# [TASK ITEM]
Give back the whole listing exactly as shown.

--------

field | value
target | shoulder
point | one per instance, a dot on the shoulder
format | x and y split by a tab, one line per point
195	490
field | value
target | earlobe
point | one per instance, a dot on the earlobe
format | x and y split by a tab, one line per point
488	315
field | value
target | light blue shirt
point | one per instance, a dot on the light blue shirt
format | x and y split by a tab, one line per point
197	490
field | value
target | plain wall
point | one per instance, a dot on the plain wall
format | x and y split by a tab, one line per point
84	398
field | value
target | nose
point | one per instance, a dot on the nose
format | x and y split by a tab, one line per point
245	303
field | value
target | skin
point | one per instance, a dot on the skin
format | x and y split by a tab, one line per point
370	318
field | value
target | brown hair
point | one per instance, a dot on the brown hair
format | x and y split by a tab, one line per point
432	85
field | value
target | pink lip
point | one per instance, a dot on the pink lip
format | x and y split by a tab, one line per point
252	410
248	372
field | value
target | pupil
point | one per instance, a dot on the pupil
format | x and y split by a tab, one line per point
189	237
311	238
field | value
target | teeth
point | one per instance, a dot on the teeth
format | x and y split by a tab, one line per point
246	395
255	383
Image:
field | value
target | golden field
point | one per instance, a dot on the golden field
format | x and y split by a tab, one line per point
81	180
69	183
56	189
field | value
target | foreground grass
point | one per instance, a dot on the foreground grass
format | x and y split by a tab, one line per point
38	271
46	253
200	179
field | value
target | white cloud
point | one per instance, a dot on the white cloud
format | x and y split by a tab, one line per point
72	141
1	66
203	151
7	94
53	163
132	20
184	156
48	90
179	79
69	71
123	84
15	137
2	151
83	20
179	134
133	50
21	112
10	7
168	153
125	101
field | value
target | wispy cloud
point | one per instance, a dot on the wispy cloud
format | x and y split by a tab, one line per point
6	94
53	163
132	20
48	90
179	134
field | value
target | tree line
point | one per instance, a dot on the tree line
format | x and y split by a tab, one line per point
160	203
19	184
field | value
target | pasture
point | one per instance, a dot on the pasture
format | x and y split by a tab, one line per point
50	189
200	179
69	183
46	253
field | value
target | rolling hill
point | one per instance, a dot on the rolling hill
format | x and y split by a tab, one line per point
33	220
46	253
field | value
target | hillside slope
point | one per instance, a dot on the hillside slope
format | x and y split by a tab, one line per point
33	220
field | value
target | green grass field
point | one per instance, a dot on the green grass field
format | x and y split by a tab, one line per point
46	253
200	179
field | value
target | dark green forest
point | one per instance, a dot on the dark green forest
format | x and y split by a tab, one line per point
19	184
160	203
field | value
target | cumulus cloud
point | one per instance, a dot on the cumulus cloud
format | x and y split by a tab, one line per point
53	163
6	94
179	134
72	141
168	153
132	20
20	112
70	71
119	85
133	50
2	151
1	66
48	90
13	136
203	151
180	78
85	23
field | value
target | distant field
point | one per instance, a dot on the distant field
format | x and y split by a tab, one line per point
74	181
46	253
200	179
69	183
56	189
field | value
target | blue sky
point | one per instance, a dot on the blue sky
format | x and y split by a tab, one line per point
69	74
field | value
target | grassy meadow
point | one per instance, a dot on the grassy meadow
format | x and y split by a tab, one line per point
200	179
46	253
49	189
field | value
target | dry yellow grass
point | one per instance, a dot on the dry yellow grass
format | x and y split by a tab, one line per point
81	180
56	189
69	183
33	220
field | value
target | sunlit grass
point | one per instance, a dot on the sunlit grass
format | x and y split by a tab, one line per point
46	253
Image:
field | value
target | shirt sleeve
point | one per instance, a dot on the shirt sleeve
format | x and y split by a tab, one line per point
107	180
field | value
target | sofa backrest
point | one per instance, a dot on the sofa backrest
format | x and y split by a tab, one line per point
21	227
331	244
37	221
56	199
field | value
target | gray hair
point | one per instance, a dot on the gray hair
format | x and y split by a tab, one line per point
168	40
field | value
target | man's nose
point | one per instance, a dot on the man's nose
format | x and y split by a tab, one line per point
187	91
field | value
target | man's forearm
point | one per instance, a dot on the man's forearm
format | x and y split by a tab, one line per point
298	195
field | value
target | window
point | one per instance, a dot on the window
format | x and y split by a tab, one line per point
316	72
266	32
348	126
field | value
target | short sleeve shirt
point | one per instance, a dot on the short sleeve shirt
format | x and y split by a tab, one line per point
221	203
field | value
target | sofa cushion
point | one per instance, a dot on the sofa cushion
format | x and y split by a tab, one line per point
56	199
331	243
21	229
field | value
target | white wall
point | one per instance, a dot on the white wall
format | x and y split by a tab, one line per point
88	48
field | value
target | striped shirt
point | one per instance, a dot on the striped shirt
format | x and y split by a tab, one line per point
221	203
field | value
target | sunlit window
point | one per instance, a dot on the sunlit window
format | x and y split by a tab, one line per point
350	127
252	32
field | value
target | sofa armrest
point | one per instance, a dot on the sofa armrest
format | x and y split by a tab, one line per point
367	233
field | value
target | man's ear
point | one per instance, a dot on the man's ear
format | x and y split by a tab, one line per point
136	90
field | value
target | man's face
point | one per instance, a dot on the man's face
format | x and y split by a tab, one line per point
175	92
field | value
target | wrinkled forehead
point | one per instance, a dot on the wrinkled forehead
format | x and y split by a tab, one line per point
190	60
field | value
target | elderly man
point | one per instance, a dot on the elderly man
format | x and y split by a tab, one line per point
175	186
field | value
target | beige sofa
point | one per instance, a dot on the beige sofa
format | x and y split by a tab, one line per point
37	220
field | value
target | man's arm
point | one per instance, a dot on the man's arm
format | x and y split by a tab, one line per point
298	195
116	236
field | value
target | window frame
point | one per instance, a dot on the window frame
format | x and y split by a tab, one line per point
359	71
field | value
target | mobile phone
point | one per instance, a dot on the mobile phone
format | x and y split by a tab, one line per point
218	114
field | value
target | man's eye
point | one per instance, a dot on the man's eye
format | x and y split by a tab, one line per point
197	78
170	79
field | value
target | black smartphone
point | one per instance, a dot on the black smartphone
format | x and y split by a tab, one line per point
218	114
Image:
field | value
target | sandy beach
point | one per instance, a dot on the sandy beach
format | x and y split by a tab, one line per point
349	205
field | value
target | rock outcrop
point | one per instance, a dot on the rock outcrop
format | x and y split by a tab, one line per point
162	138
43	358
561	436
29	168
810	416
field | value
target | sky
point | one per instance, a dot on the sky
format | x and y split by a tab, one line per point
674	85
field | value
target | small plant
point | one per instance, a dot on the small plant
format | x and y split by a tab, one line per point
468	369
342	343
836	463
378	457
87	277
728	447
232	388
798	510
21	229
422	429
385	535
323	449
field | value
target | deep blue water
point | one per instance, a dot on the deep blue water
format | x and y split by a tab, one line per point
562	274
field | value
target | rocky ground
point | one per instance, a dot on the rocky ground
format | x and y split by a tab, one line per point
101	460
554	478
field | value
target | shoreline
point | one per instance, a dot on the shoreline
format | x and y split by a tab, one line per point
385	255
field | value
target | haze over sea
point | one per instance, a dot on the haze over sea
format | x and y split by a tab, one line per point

--------

# [RESPONSE AREA]
field | value
target | shoulder
point | one per instance, a dot on the shoulder
format | x and y split by a tab, one line per point
195	490
field | value
target | earlobe
point | one per instance, a dot on the earlobe
format | x and y split by a tab, one line per point
488	315
field | value
target | light blue shirt
point | one per instance, a dot on the light blue shirt
format | x and y split by a tab, one line per point
197	490
field | value
target | plain wall
point | one per instance, a dot on the plain wall
format | x and y split by a tab, one line per point
84	398
field | value
target | nose
point | one per instance, a dot on the nose
format | x and y split by a tab, one line per point
245	303
field | value
target | skin
point | one per instance, a dot on the skin
format | x and y split by a tab, one line per point
370	318
field | value
target | brown hair
point | one per instance, a dot on the brown hair
format | x and y split by a tab, one line per point
432	85
field | value
target | pink lip
point | one per instance, a dot on the pink lip
format | x and y split by a tab, one line per point
252	410
248	372
field | value
target | pupil
point | one per instance, a dot on the pupil
format | x and y split by a tab, one line per point
189	237
311	238
field | value
target | teeth
point | one per instance, a dot on the teeth
format | x and y split by a tab, one line per point
246	395
255	383
Image:
field | value
target | golden field
point | one per instance, a dot on the golden field
format | x and y split by a tab, one line per point
81	180
69	183
56	189
field | value
target | foreground grass
point | one per instance, a dot on the foreground grass
format | x and y split by a tab, one line per point
38	271
46	253
200	179
field | value
target | white cloud
point | one per instance, a dot on the white cloud
format | x and y split by a tab, one line per point
72	141
1	66
203	151
7	94
53	163
132	20
184	156
48	90
179	79
69	71
123	84
15	137
2	151
83	20
179	134
133	50
21	112
10	7
168	153
125	101
field | value
target | wispy cloud
point | one per instance, a dot on the wispy cloud
format | x and y split by a tab, one line per point
6	94
53	163
132	20
48	90
179	134
field | value
target | tree line
point | one per instance, a dot on the tree line
format | x and y split by a tab, one line per point
160	203
19	184
field | value
target | pasture
point | one per instance, a dot on the pasture
format | x and y split by a tab, one line per point
50	189
200	179
69	183
46	253
field | value
target | rolling hill
point | one per instance, a dot on the rolling hill
format | x and y split by a tab, one line per point
33	220
46	253
field | value
target | hillside slope
point | one per instance, a dot on the hillside slope
format | x and y split by a tab, one line per point
33	220
field | value
target | green grass field
point | one per instance, a dot on the green grass field
format | x and y split by a tab, one line per point
46	253
200	179
field | value
target | dark green forest
point | one per instance, a dot on the dark green forest
format | x and y split by a tab, one line per point
19	184
160	203
field | value
target | cumulus cloud
point | one per instance, a dot on the cumulus cloud
format | x and y split by a tab, one line per point
53	163
6	94
179	134
72	141
168	153
132	20
20	112
70	71
119	85
133	50
2	151
1	66
48	90
13	136
203	151
180	78
85	23
field | value
target | distant field
point | one per instance, a dot on the distant field
format | x and y split by a tab, one line per point
74	181
46	253
200	179
69	183
56	189
field | value
target | blue sky
point | one per instance, a dot on the blue sky
format | x and y split by a tab, one line per point
69	74
field | value
target | grassy meadow
point | one per instance, a dot on the grassy meadow
format | x and y split by a tab, one line per point
200	179
46	253
49	189
field | value
target | dry yellow grass
point | one per instance, a dot on the dry yellow grass
format | x and y split by a tab, one line per point
81	180
56	189
69	183
33	220
field | value
target | sunlit grass
point | one per instance, a dot on the sunlit grass
format | x and y split by a tab, one line per point
46	253
Image:
field | value
target | shirt sleeve
point | one per instance, a dot on the shirt sleeve
format | x and y split by a tab, one line per point
107	180
field | value
target | sofa backrest
point | one per instance, a dot on the sofa backrest
format | x and y split by a tab, one line per point
21	227
331	244
37	221
56	199
field | value
target | gray hair
point | one per instance, a dot on the gray hair
format | x and y split by a tab, one line per point
168	40
field | value
target | man's nose
point | one per instance, a dot on the man's nose
format | x and y split by a tab, one line per point
187	91
field | value
target | man's forearm
point | one per instance, a dot on the man's forearm
format | x and y split by a tab, one line per point
298	195
field | value
target | window
point | one per instance, a dot on the window
format | x and y split by a tab, one line per point
316	72
266	32
348	126
field | value
target | short sleeve shirt
point | one per instance, a dot on the short sleeve shirt
format | x and y split by a tab, one line per point
221	203
field | value
target | sofa cushion
point | one per instance, a dot on the sofa cushion
format | x and y split by a tab, one line per point
56	199
331	243
21	229
field | value
target | white wall
point | one per instance, a dot on the white wall
format | x and y split by a tab, one line per point
88	48
field | value
target | striped shirt
point | one per instance, a dot on the striped shirt
format | x and y split by a tab, one line per point
221	203
field | value
target | sunlit window
point | one per instance, a dot on the sunlit window
format | x and y split by a tab, one line per point
350	127
252	32
field | value
target | sofa armrest
point | one per instance, a dot on the sofa armrest
format | x and y split by a tab, one line per point
367	233
field | value
target | man's ear
point | one per instance, a dot on the man's ear
format | x and y split by a tab, one line per point
136	90
field | value
target | man's face
point | one per instance, a dot on the man's face
format | x and y split by a tab, one line per point
175	92
field | value
target | wrinkled forehead
point | one per instance, a dot on the wrinkled forehead
format | x and y split by a tab, one line per point
190	60
field | value
target | elderly man
point | one per instance, a dot on the elderly man
format | x and y split by a tab, one line per point
175	186
field | value
target | beige sofa
point | one per instance, a dot on the beige sofa
format | x and y split by a tab, one line per point
37	220
field | value
target | man's arm
point | one per instance, a dot on the man's arm
format | x and y split by a tab, one line per point
298	195
116	236
field | value
target | window frame
point | one per instance, a dot on the window frame
format | x and y split by a tab, one line per point
359	71
field | value
target | mobile phone
point | one per instance, a dot on the mobile phone
format | x and y split by a tab, one line per point
218	114
field | value
target | man's eye
point | one per instance, a dot on the man's eye
format | x and y split by a tab, one line per point
197	78
170	79
field | value
target | black smartphone
point | one per instance, a dot on the black smartphone
format | x and y split by a tab, one line per point
218	114
Image:
field | value
target | sandy beach
point | one per instance, a dot on the sandy beach
format | x and y split by a tab, one line per point
349	205
field | value
target | rock outcrop
point | one per instance, a dot on the rock outcrop
format | x and y split by a tab, one line per point
162	138
43	358
561	436
29	168
810	416
field | value
target | sky
point | one per instance, a dot on the sky
format | x and y split by a tab, one line per point
674	85
field | value
target | small plant
point | one per instance, a dot on the small plant
format | x and y split by a tab, one line per point
468	369
342	343
836	463
378	457
87	277
728	447
232	388
798	510
21	229
422	429
385	535
323	449
field | value
target | deep blue water
point | one per instance, a dot on the deep blue water
format | x and y split by a tab, one line per point
562	274
field | value
target | rocky ground
point | one per instance, a dot on the rocky ground
format | x and y split by a tab, one line per point
101	460
554	478
field | value
target | shoreline
point | one per instance, a dot on the shoreline
format | x and y split by a tab, one line per point
385	255
field | value
target | haze over sea
point | one per instance, a dot on the haze over sea
format | x and y split by a tab, one line per point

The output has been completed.